Stored dataset items:
——————

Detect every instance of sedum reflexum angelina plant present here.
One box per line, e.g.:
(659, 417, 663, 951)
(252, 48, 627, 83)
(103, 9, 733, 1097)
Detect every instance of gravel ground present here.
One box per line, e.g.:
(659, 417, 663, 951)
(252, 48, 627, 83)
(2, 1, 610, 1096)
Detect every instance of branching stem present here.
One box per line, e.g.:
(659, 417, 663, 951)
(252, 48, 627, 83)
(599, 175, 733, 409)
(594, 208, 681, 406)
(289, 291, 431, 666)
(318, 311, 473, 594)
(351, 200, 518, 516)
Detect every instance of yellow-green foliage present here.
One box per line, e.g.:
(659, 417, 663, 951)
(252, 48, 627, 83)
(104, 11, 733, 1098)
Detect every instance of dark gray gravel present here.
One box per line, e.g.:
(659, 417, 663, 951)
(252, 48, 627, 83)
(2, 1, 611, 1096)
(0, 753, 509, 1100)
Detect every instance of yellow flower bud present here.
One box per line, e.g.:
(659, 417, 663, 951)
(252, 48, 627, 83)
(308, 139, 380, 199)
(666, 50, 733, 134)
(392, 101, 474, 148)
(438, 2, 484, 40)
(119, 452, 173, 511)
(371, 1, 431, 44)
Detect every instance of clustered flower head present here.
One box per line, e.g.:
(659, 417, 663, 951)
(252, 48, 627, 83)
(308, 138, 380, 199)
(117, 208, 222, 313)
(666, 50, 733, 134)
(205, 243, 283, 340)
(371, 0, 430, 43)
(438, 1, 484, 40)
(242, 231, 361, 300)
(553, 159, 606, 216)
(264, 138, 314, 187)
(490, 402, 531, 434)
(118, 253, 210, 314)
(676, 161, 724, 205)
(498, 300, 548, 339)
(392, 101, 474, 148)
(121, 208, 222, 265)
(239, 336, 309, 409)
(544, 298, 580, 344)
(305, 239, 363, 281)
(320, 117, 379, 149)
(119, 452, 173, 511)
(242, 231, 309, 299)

——————

Task statement:
In the entries above, which lines hold the word "Detect"? Copy them out.

Written solution:
Detect every instance of sedum reflexum angelina plant present here.
Detect every instance of gravel ground present here.
Detect every instance of branching stem present here.
Detect every instance of yellow-green foliage present here.
Detect every instance of dark gray gravel present here.
Detect every instance of yellow flower bud present here.
Detect every instance of clustered flower head present here.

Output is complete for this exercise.